EXERCISE AIM:
Copy every line in the records below that contains the word "trash".

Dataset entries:
++++++++
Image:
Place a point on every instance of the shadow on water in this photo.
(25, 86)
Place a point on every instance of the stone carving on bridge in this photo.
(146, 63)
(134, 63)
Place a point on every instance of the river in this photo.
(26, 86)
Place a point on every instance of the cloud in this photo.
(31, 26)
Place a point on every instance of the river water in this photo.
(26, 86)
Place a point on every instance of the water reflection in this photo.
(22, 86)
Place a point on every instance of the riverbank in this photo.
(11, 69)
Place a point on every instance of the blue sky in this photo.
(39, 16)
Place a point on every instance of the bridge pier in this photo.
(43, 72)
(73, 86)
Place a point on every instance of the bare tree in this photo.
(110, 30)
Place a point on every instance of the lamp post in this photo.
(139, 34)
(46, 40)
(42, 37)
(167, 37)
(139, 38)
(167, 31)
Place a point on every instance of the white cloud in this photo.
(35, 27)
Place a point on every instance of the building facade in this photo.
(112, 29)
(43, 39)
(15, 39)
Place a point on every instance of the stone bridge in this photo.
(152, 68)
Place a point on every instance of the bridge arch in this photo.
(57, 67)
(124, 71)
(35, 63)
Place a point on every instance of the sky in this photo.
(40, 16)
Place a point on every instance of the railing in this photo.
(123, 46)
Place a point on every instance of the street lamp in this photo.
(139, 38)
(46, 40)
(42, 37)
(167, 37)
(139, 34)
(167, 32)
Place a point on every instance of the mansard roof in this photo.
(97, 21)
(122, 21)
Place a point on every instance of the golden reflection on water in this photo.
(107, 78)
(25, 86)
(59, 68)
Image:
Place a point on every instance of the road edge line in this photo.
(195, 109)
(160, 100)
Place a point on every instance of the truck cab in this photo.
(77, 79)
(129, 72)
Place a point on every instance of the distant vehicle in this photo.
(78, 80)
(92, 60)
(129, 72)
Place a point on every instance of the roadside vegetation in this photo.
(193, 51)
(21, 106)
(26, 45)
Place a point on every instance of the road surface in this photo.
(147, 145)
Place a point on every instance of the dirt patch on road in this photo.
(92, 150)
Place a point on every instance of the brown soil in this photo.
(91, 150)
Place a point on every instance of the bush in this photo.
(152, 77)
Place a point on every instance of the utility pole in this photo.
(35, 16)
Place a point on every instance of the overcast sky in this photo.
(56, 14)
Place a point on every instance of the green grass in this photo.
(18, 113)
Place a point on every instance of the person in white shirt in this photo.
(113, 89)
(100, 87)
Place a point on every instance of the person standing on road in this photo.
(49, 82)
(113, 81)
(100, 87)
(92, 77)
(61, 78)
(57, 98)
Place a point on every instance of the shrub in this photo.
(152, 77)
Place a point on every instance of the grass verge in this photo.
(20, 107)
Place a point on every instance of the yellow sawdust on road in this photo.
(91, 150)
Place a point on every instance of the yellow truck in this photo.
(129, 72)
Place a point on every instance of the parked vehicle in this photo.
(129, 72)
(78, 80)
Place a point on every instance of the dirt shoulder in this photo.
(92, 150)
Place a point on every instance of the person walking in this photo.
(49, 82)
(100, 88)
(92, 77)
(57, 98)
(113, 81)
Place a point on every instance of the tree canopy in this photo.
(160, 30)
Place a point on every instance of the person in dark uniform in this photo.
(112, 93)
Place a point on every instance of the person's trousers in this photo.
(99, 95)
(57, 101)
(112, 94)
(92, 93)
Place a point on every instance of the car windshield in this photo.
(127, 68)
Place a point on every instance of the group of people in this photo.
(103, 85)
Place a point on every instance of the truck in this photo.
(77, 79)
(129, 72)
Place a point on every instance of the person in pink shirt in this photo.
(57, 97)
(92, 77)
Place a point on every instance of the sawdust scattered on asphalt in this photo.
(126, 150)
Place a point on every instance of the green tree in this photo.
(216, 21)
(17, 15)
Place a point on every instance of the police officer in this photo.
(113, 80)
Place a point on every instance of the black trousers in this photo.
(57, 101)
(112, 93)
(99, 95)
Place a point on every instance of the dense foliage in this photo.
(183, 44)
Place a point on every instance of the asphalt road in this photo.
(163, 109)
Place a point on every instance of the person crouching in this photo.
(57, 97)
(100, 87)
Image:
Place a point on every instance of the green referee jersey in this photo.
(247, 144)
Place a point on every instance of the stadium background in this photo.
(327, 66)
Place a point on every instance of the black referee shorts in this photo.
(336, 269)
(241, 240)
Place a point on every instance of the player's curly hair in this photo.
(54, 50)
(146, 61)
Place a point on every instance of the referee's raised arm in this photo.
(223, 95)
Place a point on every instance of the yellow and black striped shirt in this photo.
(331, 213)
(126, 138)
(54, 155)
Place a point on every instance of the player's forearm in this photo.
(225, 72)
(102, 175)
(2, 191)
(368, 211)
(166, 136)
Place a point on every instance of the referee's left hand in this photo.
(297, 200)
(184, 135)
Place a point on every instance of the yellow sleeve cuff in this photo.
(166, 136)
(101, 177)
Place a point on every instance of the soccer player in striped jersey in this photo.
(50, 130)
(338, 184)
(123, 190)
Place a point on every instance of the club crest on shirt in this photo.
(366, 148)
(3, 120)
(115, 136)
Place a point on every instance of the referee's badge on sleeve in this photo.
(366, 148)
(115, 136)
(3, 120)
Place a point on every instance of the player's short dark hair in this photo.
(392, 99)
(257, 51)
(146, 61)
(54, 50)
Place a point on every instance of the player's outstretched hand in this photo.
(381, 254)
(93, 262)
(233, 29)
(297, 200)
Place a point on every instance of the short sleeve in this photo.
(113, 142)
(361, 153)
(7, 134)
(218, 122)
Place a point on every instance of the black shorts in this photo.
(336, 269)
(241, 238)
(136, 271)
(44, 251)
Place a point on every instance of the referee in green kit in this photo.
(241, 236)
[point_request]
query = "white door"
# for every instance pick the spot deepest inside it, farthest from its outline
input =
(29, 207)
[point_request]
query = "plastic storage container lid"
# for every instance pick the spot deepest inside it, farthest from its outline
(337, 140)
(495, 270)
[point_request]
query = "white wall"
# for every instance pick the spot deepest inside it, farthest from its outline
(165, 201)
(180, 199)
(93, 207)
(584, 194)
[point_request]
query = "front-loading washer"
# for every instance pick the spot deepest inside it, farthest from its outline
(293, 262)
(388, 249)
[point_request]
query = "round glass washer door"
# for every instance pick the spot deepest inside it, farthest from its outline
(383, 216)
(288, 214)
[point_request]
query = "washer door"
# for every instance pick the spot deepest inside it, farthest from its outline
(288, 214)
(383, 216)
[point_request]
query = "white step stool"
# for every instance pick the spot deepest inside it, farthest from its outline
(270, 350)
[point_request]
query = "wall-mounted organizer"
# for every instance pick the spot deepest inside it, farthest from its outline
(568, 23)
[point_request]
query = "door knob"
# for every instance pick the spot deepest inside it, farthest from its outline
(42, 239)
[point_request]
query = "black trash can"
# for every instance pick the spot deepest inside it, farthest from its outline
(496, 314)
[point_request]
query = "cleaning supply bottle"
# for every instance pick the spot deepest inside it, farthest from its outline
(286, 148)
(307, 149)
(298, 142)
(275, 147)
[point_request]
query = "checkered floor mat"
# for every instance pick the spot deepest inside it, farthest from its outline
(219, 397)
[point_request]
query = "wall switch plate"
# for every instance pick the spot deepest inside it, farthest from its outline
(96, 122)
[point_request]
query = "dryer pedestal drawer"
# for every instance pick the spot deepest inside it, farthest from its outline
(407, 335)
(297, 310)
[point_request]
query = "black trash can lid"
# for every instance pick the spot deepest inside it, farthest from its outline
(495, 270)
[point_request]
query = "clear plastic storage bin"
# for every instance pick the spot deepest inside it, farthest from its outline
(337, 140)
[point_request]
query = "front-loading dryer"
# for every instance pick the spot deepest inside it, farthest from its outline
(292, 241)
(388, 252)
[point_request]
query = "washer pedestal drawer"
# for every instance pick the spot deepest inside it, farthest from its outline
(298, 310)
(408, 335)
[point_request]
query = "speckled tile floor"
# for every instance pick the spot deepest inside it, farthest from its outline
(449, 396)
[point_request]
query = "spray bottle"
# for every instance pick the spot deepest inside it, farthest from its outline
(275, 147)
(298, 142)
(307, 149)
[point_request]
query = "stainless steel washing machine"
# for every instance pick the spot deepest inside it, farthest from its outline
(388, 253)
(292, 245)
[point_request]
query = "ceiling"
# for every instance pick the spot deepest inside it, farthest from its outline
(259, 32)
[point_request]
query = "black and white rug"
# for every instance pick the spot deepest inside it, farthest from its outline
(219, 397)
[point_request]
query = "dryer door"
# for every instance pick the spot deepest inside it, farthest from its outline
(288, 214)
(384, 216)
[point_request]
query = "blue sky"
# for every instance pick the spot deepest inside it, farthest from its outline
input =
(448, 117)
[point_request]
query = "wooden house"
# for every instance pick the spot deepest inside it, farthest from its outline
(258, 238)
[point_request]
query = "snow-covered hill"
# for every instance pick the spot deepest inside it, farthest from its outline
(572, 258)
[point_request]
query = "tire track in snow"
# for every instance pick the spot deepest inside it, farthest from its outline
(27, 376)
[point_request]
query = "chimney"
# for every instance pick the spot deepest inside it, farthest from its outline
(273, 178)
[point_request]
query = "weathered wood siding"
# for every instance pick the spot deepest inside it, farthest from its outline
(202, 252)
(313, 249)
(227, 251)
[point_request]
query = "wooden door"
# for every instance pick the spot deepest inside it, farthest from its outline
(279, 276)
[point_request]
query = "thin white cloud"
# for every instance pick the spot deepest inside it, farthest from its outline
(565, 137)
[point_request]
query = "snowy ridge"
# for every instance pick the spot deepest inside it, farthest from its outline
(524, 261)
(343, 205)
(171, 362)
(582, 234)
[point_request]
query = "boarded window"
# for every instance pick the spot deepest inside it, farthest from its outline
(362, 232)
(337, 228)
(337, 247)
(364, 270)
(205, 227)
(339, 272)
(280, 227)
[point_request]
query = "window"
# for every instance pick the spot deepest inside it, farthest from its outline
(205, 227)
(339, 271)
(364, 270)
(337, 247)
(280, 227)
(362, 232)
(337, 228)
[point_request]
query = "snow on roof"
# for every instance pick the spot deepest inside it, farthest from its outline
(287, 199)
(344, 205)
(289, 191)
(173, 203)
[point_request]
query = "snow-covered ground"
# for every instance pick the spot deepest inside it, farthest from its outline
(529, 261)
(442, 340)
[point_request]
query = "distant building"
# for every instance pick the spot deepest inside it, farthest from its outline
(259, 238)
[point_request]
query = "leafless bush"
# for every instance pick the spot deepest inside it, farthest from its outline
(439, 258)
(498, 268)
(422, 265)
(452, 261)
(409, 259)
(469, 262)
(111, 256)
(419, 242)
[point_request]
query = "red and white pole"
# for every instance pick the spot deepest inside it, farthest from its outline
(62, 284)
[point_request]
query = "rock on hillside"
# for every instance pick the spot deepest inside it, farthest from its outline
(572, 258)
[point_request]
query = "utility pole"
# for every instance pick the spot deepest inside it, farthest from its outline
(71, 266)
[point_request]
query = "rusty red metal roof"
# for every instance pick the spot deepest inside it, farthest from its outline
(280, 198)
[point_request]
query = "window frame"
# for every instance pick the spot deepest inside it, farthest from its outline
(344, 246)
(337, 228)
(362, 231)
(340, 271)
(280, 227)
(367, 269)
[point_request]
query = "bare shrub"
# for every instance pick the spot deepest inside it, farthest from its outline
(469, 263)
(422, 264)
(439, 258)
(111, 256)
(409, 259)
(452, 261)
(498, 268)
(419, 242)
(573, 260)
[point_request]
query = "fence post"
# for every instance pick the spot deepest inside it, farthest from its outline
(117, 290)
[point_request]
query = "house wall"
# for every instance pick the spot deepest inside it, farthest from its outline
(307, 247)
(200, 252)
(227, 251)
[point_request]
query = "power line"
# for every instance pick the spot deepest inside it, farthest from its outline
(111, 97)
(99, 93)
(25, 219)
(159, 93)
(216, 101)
++++++++
RESULT OF THE TASK:
query = "black trash can"
query = "black trash can lid"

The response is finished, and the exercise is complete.